Earlier this month, a group of approximately 30 students met in a lecture hall in the Flawn Sciences Building to protest and strategize in response to the DFW rate policies reported in “Making the Grade,” an article reported in the April 12-19 issue of The Paisano.
A call-to-action email circulated before the event, encouraging students to spread the word and speak out against the policy. The email’s author, biochemistry senior Matthew Randal, expressed particular concern over his professor, but encouraged students who disagree with the DFW enforcement strategies to participate in the rally.
“Essentially, UTSA is striving to become a Tier One institution and is needing to overhaul its current structure to do so. Non-tenure track professors (lecturers, generally the ones not actively doing research) will no longer be employed at UTSA if their DFW is greater than 20 percent after a year.”
With that ultimatum, Randal wrote in the email, it is logical to expect an inflation in the grading policy in the most difficult courses so that faculty can keep their jobs.
“For those of us wanting to go to ANY professional program — med, dent, pharmaceutical, vet, or grad — that will more than likely result in an increase to the characteristic unpreparedness of UTSA graduates. The truth is that some classes are difficult, and some professors expect quality work from their students. At the end of our time at UTSA, I don’t think any of us want a $48,000 paperweight with nothing to support it,” the email said.
Dr. Christopher Wickham, UTSA German professor and a Modern Languages Senator in the Faculty Senate, expressed similar concerns that graduate schools will know that UTSA is using an A, B, C grading scale to improve its DFW rates.
“I wouldn’t want to see my degree diminished in that way,” Wickham stated. “Students earn grades; they aren’t given grades. It irked me to see the onus placed on faculty.”
Randal said that he has discussed his concerns over the policy with several of his professors.
“They are not particularly concerned for their own job security,” he said.
“They have all made it a point to tell me they will be fine but that I need to make sure that my degree will still be meaningful in the event that grades may be ‘freely given.’”
The students who rallied decided to present their concerns about the policy to the Student Government Association’s College of Science senators.
“The purpose of education is to create better citizens, not produce degrees,” Wickham said.
“A university is not a business and students are not customers.”

> _SUPPLIED INFORMATION_:
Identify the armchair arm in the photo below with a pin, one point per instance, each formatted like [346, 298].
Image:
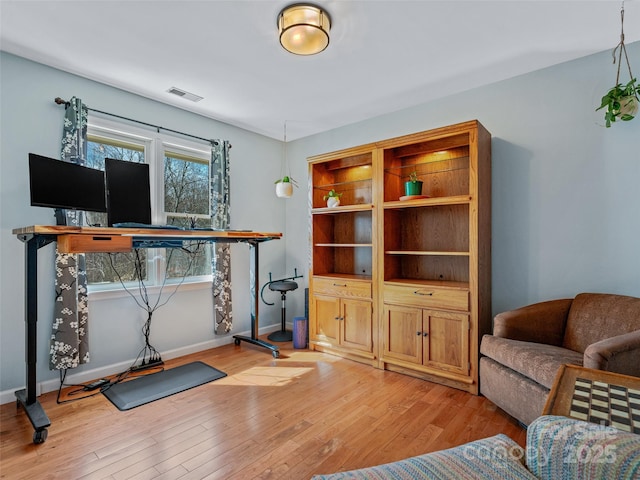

> _TASK_: Repeat the part of the article on the DFW rate protest that opens with the words "A call-to-action email" and closes with "keep their jobs.", swapping "UTSA" for "the university".

> _FINAL ANSWER_:
A call-to-action email circulated before the event, encouraging students to spread the word and speak out against the policy. The email’s author, biochemistry senior Matthew Randal, expressed particular concern over his professor, but encouraged students who disagree with the DFW enforcement strategies to participate in the rally.
“Essentially, the university is striving to become a Tier One institution and is needing to overhaul its current structure to do so. Non-tenure track professors (lecturers, generally the ones not actively doing research) will no longer be employed at the university if their DFW is greater than 20 percent after a year.”
With that ultimatum, Randal wrote in the email, it is logical to expect an inflation in the grading policy in the most difficult courses so that faculty can keep their jobs.